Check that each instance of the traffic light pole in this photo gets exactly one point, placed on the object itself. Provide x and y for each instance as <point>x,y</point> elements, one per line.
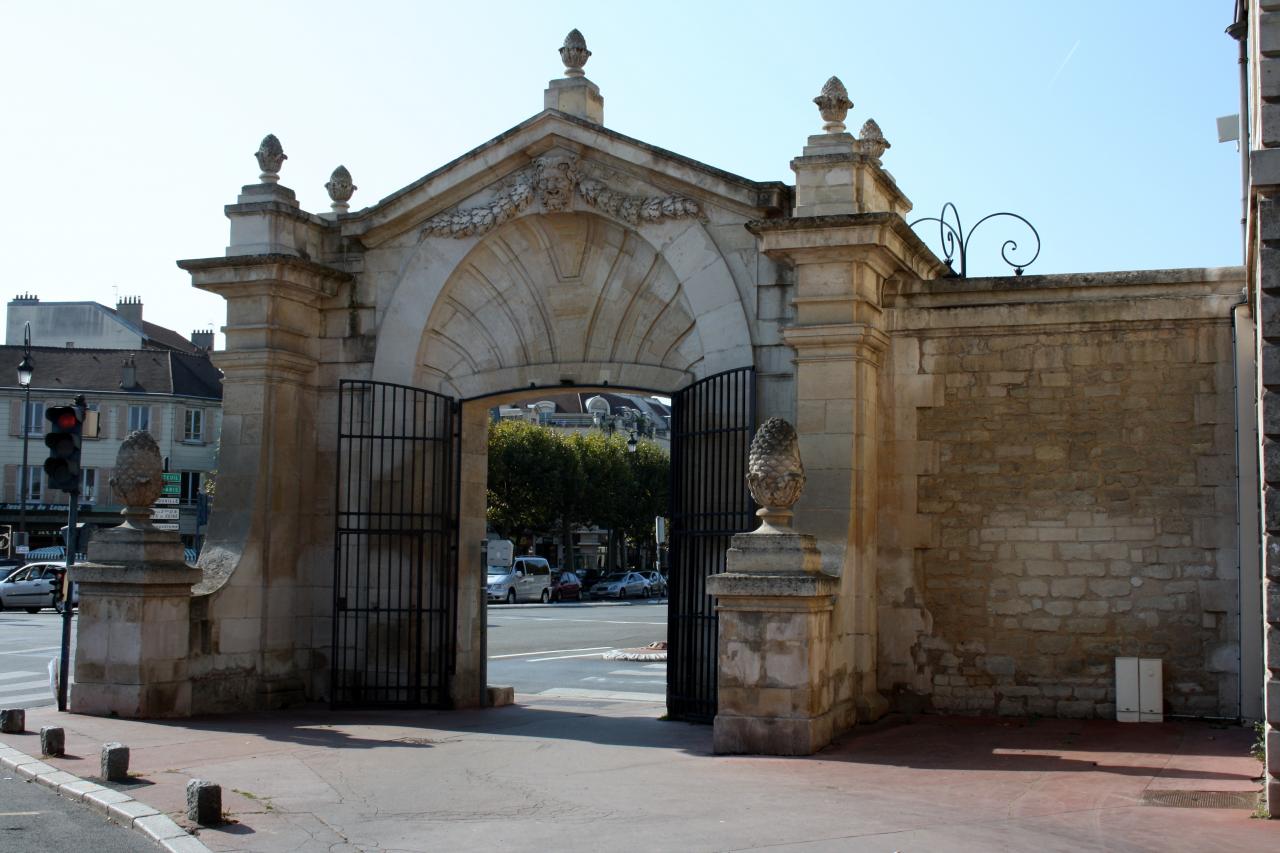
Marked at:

# # # # # # #

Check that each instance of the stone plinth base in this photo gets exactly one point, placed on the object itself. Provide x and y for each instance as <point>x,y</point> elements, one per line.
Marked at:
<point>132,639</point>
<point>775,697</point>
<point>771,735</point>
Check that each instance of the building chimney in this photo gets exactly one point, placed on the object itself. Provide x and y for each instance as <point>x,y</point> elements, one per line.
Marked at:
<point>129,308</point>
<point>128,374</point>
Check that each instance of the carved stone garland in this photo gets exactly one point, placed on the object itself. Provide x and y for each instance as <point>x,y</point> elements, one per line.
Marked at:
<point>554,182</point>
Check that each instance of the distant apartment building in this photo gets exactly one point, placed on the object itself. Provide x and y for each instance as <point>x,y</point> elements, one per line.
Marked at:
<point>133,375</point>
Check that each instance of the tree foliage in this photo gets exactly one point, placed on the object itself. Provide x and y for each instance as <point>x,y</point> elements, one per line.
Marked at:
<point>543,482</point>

# # # # # # #

Objective:
Copy the rows word for word, starting at the line containing "Check that each instance of the tree" and ending at the line containing "<point>543,482</point>", with both of those lines included.

Output below:
Check that each instance of the tree foliage in this photo gets exactly one point, placed on the object itself. Provide x and y for each instance as <point>x,y</point> elements, one per line.
Marked at:
<point>543,482</point>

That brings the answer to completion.